┌─ Material supplied
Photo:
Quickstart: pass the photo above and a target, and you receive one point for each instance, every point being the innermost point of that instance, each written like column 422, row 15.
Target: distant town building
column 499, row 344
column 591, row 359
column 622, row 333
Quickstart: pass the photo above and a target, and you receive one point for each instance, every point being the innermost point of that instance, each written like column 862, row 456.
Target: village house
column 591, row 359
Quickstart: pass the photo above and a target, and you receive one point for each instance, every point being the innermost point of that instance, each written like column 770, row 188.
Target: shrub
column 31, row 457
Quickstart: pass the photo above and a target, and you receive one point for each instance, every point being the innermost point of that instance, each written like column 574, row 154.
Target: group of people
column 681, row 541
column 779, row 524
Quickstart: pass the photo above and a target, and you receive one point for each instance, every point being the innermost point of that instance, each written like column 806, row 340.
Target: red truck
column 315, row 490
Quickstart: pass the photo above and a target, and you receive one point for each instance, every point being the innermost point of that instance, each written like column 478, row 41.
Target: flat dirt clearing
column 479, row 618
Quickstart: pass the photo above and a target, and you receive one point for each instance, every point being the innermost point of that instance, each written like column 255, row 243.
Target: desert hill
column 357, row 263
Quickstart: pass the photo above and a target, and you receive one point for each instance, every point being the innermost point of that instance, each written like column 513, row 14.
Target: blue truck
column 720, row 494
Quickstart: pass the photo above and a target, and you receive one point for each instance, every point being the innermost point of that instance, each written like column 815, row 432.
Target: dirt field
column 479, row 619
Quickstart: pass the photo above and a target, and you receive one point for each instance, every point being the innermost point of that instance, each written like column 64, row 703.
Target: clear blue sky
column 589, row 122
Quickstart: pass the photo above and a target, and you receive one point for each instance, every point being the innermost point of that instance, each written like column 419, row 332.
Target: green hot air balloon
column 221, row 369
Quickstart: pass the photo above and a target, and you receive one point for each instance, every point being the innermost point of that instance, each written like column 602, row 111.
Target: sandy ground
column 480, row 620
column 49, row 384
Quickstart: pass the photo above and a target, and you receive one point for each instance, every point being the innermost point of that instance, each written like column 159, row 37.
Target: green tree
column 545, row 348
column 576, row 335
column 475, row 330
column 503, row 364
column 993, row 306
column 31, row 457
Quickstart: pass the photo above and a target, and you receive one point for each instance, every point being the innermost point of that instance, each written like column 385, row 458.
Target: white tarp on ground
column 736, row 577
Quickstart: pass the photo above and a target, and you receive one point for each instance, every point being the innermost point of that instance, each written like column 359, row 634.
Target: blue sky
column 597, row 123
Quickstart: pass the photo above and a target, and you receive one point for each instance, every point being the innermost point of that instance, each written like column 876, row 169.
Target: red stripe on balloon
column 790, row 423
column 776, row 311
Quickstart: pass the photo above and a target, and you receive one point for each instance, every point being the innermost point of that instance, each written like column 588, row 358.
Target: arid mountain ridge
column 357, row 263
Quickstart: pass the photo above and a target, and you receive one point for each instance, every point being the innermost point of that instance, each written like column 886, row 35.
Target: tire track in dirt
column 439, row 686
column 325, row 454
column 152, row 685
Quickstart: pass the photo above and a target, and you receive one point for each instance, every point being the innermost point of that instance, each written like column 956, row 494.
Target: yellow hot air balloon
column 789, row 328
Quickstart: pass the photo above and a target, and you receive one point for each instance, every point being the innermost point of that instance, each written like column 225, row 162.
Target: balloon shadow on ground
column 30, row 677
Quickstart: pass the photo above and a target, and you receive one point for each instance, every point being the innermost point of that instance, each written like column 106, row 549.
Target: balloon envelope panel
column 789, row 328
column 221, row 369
└─
## The exercise
Recast the lines of the entries above as a numbered list, skipping any blank lines.

## Full answer
1. Photo:
2. Quickstart: pass the photo above and a target, and you receive one point for each instance, every point being the innermost point of that instance, each written like column 422, row 15.
3. Target: distant town building
4. column 499, row 344
5. column 591, row 359
6. column 622, row 333
7. Quickstart: pass the photo above and a target, and you receive one point for each instance, every point being the innermost point of that instance, each written like column 862, row 456.
8. Target: village house
9. column 591, row 359
10. Quickstart: pass the photo above and a target, and you receive one point for each instance, every point being the innermost point of that instance, each written like column 770, row 188.
11. Target: shrub
12. column 31, row 457
13. Quickstart: pass the photo above and a target, and you receive one point for each instance, every point being the innermost point of that instance, each written like column 574, row 154.
14. Target: group of people
15. column 681, row 541
16. column 779, row 524
17. Quickstart: pass the photo above and a target, and you receive one point for each instance, every point being the innermost point of that instance, each written like column 806, row 340.
18. Target: red truck
19. column 315, row 490
20. Quickstart: pass the photo above and a target, and you receive one point for each instance, every point being the innermost point of that instance, each written like column 478, row 41.
21. Target: flat dirt clearing
22. column 479, row 618
23. Quickstart: pass the photo above and a target, and you receive one point for each instance, every point being the innermost point of that instance, each written like column 255, row 243.
24. Target: desert hill
25. column 357, row 263
26. Quickstart: pass the photo above and a target, and you receive one point for each instance, every point being the innermost point of that instance, each written like column 513, row 14.
27. Target: blue truck
28. column 720, row 494
29. Quickstart: pass the photo above and a target, and you receive one point for each instance, every point being the innermost point of that instance, each written like column 815, row 432.
30. Target: dirt field
31. column 479, row 619
32. Quickstart: pass the photo above and a target, and you receive one point for each instance, every point being the innermost point of that instance, each written like column 64, row 703.
33. Target: clear blue sky
34. column 589, row 122
35. Quickstart: pass the photo above and a target, and you receive one point for each instance, every point being the innermost point of that instance, each written like column 419, row 332.
36. Target: green hot air balloon
37. column 221, row 369
38. Quickstart: pass the photo above and a target, and you receive one point for each instance, every point being the innermost point of that instance, each written like column 602, row 111.
39. Target: sandy ground
40. column 480, row 620
41. column 49, row 384
42. Quickstart: pass the photo above and a target, and you receive one point for each instance, every point being the innermost point of that instance, each written like column 159, row 37.
43. Target: green tree
44. column 545, row 348
45. column 576, row 335
46. column 475, row 330
47. column 503, row 364
48. column 993, row 306
49. column 31, row 457
50. Quickstart: pass the photo above and a target, and you receive one point for each instance, every point being the innermost point of that instance, each written like column 385, row 458.
51. Target: white tarp on ground
52. column 736, row 577
53. Quickstart: pass the photo above and a target, and you receive one point for each instance, every point being the innermost point of that instance, each written like column 359, row 634.
54. Target: blue sky
55. column 597, row 123
56. Quickstart: pass the photo above and a target, and you receive one point for each instance, every point being the innermost point of that instance, each written like column 876, row 169.
57. Target: red stripe on balloon
58. column 790, row 423
59. column 776, row 311
60. Quickstart: pass the photo above and a target, and you receive one point for each instance, every point being the innermost point of that instance, each written like column 588, row 358.
61. Target: arid mountain ridge
62. column 357, row 263
63. Quickstart: pass the photo above and a target, and you receive one point for each instance, every point being the innermost point of that instance, each written like column 886, row 35.
64. Target: tire track in dirt
65. column 439, row 686
66. column 325, row 454
67. column 152, row 685
68. Quickstart: pass the photo above and a target, and you receive one point for each instance, every point being the innermost point of that instance, each written like column 956, row 494.
69. Target: yellow hot air balloon
70. column 789, row 328
71. Quickstart: pass the photo above and a target, and you receive one point for each instance, every point being the innermost point of that instance, each written like column 225, row 162.
72. Target: balloon shadow on ground
73. column 30, row 677
74. Quickstart: pass the photo above and a target, and you receive one point for each instance, every point being the innermost point of that instance, each written like column 106, row 549.
75. Target: balloon envelope panel
76. column 789, row 328
77. column 221, row 369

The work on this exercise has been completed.